== DATASET ==
++++++++++++++++++++

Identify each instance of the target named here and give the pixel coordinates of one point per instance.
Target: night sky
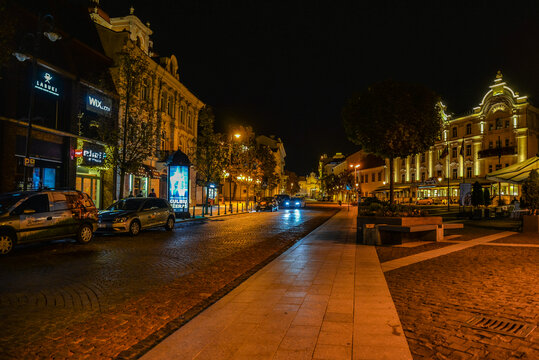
(286, 68)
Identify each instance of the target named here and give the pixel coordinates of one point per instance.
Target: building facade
(175, 107)
(68, 98)
(502, 130)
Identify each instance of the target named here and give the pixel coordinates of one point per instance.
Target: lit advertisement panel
(178, 191)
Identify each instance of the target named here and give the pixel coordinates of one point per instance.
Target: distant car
(132, 215)
(294, 203)
(267, 203)
(30, 216)
(425, 201)
(281, 198)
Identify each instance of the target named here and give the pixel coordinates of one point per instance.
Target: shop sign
(92, 154)
(178, 192)
(47, 82)
(99, 104)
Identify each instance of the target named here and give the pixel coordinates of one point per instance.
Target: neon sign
(45, 83)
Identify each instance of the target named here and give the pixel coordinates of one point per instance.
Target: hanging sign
(47, 82)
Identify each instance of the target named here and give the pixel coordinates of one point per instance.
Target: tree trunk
(122, 181)
(391, 183)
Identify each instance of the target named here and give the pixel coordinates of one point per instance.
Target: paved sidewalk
(324, 298)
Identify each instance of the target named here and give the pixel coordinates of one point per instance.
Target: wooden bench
(397, 234)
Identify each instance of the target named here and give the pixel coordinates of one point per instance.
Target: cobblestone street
(119, 295)
(434, 298)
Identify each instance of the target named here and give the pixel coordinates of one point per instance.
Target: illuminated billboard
(178, 189)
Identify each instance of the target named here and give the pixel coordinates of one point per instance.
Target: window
(163, 101)
(38, 203)
(145, 90)
(182, 115)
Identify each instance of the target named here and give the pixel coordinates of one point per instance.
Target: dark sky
(287, 67)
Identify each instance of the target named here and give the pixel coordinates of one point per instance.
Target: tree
(477, 194)
(393, 120)
(486, 197)
(211, 154)
(136, 137)
(530, 191)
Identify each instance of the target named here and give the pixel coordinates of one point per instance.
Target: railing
(507, 150)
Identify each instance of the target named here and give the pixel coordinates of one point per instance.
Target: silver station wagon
(131, 215)
(30, 216)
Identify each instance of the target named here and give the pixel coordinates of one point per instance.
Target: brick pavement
(436, 296)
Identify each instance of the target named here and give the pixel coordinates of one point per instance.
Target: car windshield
(8, 200)
(126, 204)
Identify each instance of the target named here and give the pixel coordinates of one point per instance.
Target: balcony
(507, 150)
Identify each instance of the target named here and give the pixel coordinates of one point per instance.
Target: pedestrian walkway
(324, 298)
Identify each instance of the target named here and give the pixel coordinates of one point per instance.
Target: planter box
(530, 223)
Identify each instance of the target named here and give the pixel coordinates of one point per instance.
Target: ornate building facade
(501, 131)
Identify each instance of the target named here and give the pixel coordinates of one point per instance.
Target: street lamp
(45, 22)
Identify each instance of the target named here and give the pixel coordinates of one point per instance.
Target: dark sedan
(268, 203)
(132, 215)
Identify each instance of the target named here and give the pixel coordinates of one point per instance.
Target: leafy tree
(211, 154)
(477, 194)
(136, 137)
(486, 197)
(393, 120)
(530, 191)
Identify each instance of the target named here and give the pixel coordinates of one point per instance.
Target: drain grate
(501, 326)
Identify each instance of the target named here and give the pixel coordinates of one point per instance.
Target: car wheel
(170, 224)
(85, 234)
(134, 228)
(6, 243)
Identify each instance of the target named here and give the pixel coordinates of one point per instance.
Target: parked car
(31, 216)
(131, 215)
(294, 203)
(425, 201)
(281, 198)
(267, 203)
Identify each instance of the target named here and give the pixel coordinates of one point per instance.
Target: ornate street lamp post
(44, 28)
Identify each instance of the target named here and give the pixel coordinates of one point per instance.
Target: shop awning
(516, 173)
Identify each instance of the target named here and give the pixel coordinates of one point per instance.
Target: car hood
(110, 215)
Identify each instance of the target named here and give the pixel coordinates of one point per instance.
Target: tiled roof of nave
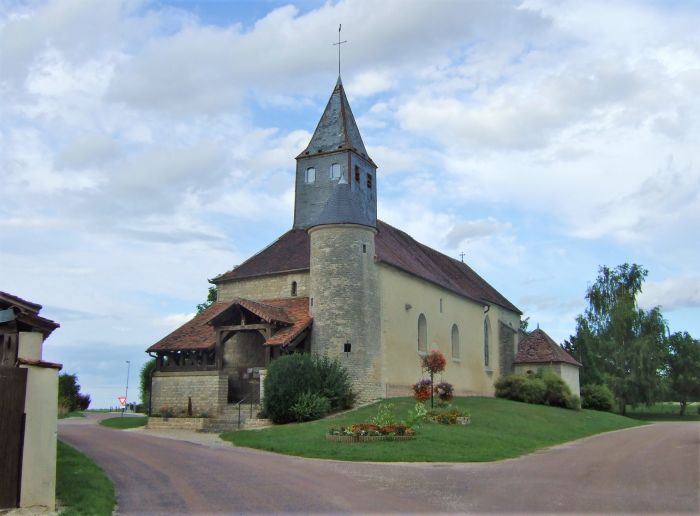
(291, 252)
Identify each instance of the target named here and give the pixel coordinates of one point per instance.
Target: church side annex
(340, 283)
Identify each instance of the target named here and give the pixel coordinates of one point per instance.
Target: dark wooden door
(13, 385)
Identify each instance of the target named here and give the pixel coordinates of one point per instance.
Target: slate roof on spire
(342, 208)
(337, 129)
(291, 253)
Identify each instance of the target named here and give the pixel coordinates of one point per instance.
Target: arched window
(335, 171)
(422, 333)
(487, 336)
(455, 341)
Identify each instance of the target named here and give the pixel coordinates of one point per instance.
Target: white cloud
(171, 322)
(672, 293)
(142, 151)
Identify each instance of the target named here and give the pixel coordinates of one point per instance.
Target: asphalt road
(650, 469)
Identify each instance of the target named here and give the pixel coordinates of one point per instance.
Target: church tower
(336, 202)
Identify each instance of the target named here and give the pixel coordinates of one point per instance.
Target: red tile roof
(27, 314)
(394, 247)
(9, 299)
(194, 334)
(39, 363)
(199, 332)
(297, 308)
(400, 250)
(290, 252)
(538, 347)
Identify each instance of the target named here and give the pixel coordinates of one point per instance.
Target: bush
(310, 406)
(542, 388)
(510, 387)
(557, 392)
(292, 376)
(534, 390)
(335, 384)
(573, 402)
(597, 397)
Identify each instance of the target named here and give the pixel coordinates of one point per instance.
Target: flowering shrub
(422, 389)
(434, 362)
(416, 415)
(444, 391)
(384, 416)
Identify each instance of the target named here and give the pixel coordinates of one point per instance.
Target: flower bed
(368, 432)
(367, 438)
(448, 417)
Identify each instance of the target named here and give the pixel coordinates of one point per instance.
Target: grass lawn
(666, 411)
(499, 429)
(81, 486)
(125, 422)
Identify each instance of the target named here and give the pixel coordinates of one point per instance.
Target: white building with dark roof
(343, 284)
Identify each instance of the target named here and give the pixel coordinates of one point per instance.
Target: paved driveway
(654, 468)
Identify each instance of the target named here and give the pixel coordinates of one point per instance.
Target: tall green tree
(617, 342)
(211, 299)
(683, 371)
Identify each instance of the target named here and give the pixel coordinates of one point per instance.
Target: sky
(146, 147)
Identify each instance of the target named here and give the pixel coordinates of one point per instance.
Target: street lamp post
(126, 394)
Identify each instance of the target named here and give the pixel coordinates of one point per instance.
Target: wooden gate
(13, 385)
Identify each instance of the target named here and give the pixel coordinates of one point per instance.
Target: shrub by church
(340, 283)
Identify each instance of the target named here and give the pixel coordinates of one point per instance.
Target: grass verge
(125, 422)
(75, 413)
(500, 429)
(665, 411)
(81, 485)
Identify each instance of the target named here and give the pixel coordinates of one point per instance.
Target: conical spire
(337, 129)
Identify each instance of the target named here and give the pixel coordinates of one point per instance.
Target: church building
(344, 284)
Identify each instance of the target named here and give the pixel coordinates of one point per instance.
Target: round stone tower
(336, 203)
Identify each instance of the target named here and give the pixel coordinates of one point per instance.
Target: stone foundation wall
(208, 390)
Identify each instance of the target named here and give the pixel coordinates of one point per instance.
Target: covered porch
(219, 357)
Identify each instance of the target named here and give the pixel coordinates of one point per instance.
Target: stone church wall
(507, 347)
(208, 390)
(403, 298)
(265, 287)
(345, 303)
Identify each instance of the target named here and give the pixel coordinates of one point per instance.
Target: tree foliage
(69, 396)
(618, 343)
(211, 299)
(145, 380)
(683, 370)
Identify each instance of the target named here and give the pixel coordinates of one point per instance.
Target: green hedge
(597, 397)
(545, 388)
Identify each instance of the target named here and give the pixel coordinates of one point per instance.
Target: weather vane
(338, 45)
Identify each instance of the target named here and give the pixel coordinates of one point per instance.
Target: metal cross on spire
(338, 45)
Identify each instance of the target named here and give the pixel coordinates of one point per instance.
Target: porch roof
(200, 332)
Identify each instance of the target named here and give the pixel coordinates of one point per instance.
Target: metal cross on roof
(338, 45)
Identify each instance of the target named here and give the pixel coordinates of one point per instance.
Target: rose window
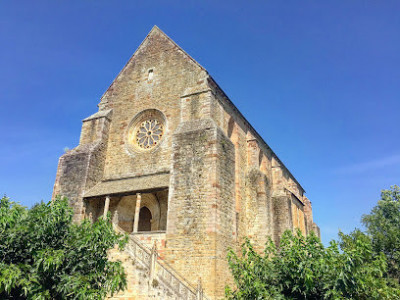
(149, 134)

++++++++++++++++++++

== AIM OF THE TASK ==
From the line with "Target: porch roof" down to the last line of the records above, restate each line verbatim, passing over any picture.

== OUTPUT FOR THIS TASK ==
Target: porch roof
(200, 332)
Identify each instance of the target named here and give the pixel coordinates of one point per instance.
Target: metal cross on roof
(338, 45)
Identify each instance of the target named here and give the pixel coordinates of one point per instance.
Target: rose window
(149, 134)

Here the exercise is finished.